(Entries from a point annotation set)

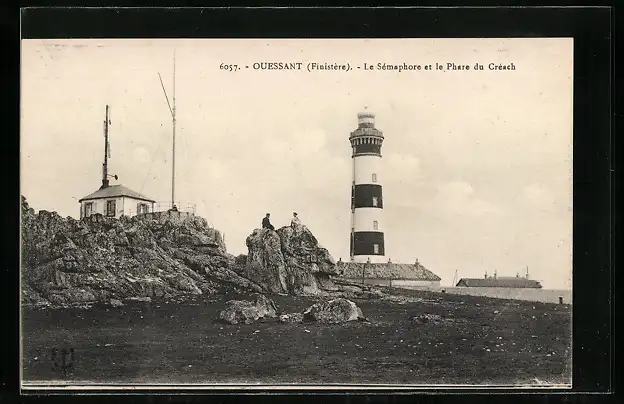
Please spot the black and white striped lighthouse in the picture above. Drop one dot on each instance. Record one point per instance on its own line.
(367, 237)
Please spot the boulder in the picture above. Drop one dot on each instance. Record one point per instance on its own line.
(116, 303)
(291, 318)
(246, 312)
(334, 311)
(289, 260)
(265, 262)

# Problem description
Rewrite every line of the records above as a numbered list, omitting any blank lines. Leave the pictures out of your answer.

# Exercise output
1. Please spot the black and white striped lighthouse in the picture above. Drop one dot on each instance. Record one point per instance on its own line.
2. (367, 237)
3. Please spot the boulder in the picture above. Drop one dot on each instance. Record one point per instance on its own line.
4. (116, 303)
5. (291, 318)
6. (246, 312)
7. (334, 311)
8. (289, 260)
9. (265, 262)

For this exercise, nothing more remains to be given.